» WHAT IS NEEDED
Nothing outside the range is wanted. Repeat exactly the lines below from the one with "Check that every instance of the trouser" through the one with "Check that every instance of the wedding".
--------
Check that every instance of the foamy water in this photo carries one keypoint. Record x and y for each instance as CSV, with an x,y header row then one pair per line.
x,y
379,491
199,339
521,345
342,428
--------
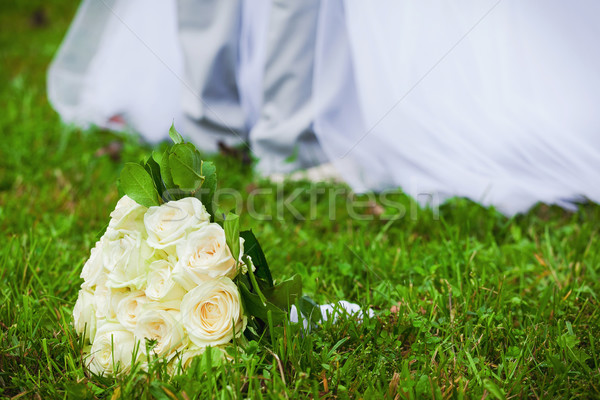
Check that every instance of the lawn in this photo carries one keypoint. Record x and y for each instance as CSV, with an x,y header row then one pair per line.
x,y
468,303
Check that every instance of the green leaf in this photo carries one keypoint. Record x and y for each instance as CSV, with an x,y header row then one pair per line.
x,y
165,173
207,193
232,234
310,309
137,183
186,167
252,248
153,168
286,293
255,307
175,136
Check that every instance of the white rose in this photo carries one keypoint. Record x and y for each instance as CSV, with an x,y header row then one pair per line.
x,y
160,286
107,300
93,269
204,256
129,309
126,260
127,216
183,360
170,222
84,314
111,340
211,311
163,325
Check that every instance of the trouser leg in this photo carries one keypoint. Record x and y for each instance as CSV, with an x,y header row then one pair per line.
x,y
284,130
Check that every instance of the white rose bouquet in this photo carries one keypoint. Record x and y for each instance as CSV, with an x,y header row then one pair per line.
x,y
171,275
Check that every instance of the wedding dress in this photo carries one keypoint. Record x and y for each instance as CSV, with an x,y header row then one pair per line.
--------
» ANSWER FOR THIS EXERCISE
Check that every instance of the trouser leg in this photo carries one keypoint. Record x and y for each instance as CSV, with an x,y header row then one pair per line.
x,y
284,130
Check that every instance of the white rose bouquet in this photo carries one keypoint. Record x and y for each instance as CSV, with an x,y header row then one pair per line.
x,y
171,275
Check that every instance of the wedding dress in this photo carries one keypoint. Record x and y for each instance as CSV, with an x,y header row then one pair per line.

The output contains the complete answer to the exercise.